> **What is needed**
List every line of the listing below that contains the string "tank", matching case exactly.

## Begin Material for the task

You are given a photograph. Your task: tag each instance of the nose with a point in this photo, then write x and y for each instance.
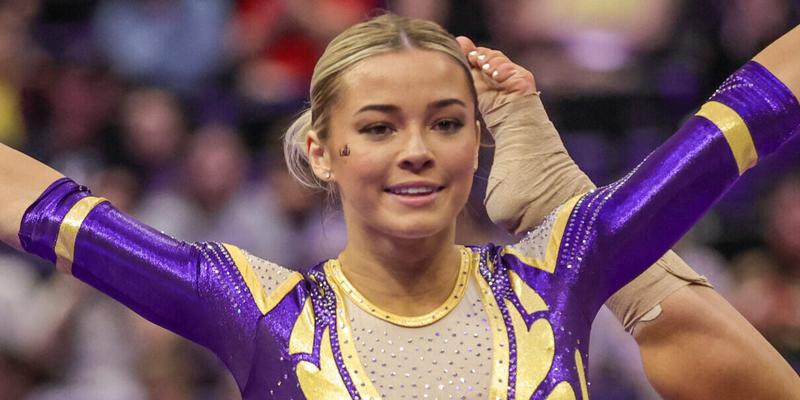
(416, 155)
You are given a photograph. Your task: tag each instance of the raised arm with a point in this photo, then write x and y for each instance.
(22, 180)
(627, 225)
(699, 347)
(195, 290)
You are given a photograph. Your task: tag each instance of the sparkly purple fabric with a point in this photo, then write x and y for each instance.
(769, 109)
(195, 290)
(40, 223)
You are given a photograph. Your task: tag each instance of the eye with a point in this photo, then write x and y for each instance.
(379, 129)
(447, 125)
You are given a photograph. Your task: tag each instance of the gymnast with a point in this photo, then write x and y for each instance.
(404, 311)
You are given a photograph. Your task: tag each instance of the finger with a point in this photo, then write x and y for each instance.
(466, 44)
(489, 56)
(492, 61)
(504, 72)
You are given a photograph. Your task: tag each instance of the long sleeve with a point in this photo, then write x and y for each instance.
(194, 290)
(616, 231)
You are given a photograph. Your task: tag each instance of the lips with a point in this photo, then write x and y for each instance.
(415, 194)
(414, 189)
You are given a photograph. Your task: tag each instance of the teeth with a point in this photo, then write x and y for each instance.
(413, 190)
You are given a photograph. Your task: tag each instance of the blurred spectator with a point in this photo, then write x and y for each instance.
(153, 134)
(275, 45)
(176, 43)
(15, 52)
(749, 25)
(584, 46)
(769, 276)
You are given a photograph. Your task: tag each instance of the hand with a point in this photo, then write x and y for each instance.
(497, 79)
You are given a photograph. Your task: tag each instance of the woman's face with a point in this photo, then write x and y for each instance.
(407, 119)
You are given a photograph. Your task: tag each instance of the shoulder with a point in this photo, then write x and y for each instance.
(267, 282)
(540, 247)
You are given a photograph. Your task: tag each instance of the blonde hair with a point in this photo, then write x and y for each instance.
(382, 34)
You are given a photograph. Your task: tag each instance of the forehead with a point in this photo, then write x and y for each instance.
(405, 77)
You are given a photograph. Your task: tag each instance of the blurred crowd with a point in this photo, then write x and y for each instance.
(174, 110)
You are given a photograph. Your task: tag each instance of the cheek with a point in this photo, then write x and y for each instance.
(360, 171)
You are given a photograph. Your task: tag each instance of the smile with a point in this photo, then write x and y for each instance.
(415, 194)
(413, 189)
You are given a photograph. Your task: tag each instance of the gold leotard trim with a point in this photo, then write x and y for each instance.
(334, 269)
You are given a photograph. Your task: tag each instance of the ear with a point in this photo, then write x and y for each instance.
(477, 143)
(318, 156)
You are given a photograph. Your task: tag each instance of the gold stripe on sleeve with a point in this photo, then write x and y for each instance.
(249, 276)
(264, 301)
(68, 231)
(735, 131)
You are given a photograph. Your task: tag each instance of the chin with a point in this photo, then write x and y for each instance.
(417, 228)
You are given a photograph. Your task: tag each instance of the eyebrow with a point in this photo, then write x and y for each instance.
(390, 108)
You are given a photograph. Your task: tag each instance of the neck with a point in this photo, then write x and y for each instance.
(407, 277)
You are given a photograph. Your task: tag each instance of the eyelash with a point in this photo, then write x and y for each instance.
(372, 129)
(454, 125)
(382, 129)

## End Material for the task
## Begin Material for the task

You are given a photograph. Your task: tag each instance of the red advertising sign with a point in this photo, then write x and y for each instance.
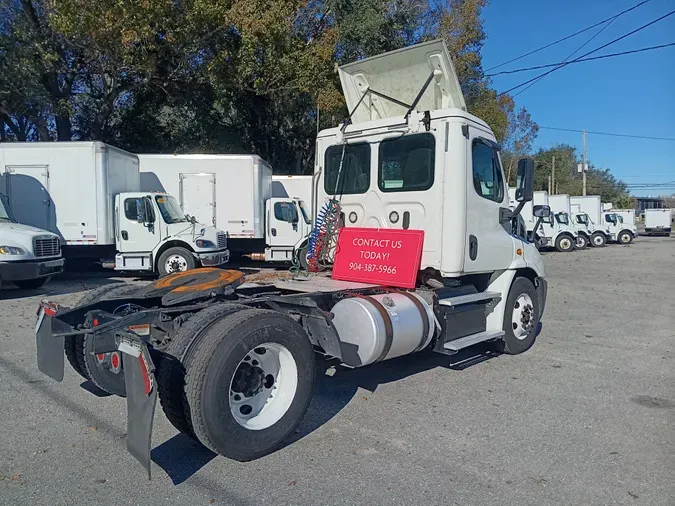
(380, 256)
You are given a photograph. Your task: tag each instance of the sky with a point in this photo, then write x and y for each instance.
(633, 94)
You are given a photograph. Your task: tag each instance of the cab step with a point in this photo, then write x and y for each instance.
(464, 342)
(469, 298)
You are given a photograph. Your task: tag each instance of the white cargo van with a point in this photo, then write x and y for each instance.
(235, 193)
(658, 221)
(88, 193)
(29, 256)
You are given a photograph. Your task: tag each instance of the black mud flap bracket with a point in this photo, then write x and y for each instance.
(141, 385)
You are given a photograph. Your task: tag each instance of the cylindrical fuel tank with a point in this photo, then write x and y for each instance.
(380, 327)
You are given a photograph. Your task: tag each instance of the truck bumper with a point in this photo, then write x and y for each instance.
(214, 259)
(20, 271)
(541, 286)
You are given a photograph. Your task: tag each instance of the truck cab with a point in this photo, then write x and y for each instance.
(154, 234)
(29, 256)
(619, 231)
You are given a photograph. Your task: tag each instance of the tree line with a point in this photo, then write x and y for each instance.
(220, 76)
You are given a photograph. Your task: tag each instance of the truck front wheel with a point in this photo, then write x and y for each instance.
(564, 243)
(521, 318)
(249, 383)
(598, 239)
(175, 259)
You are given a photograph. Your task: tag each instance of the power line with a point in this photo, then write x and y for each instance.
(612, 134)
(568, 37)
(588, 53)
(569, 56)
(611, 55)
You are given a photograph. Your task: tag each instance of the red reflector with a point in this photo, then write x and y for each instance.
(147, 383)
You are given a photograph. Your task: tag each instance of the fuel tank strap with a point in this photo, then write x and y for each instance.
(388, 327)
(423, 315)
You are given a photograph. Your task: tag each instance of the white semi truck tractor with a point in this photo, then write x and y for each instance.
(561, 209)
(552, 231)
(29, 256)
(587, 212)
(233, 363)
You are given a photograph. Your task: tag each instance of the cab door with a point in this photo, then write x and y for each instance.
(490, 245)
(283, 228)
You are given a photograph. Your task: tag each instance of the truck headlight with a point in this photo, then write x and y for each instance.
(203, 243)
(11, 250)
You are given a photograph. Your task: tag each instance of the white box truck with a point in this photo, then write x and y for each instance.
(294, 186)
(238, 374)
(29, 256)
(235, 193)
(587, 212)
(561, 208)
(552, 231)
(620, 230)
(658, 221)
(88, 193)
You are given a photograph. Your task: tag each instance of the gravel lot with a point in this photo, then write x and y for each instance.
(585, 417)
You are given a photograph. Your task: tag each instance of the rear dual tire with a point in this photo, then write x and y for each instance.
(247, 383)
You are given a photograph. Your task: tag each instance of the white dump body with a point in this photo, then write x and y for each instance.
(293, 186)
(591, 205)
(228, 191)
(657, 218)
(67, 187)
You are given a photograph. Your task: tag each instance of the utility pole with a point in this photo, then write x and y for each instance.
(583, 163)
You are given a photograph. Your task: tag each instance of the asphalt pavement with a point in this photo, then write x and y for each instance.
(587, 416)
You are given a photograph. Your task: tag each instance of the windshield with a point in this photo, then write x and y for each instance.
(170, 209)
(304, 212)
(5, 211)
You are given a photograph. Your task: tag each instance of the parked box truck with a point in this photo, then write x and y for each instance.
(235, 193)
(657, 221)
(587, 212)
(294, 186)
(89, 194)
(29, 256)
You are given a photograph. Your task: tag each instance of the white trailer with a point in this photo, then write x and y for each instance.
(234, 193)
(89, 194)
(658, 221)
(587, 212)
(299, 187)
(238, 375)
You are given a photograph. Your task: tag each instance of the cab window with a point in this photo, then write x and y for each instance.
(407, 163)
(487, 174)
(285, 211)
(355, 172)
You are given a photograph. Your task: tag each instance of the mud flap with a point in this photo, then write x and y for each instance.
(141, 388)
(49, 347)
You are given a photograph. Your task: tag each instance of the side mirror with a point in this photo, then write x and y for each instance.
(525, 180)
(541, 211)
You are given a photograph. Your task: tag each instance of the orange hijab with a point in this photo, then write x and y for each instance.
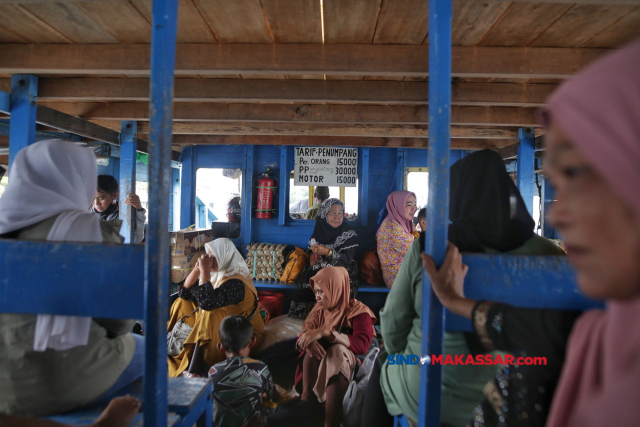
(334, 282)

## End Material for the task

> **Answer to this exercise**
You are given a photograph. Your task: tag each instance of the cylindrical fuel tank with a point in this photo, then write x and y for each instance.
You are given a photograph. Your task: tag each instance of the fuel tank strap with a point in this photo, then write x and y for each instance.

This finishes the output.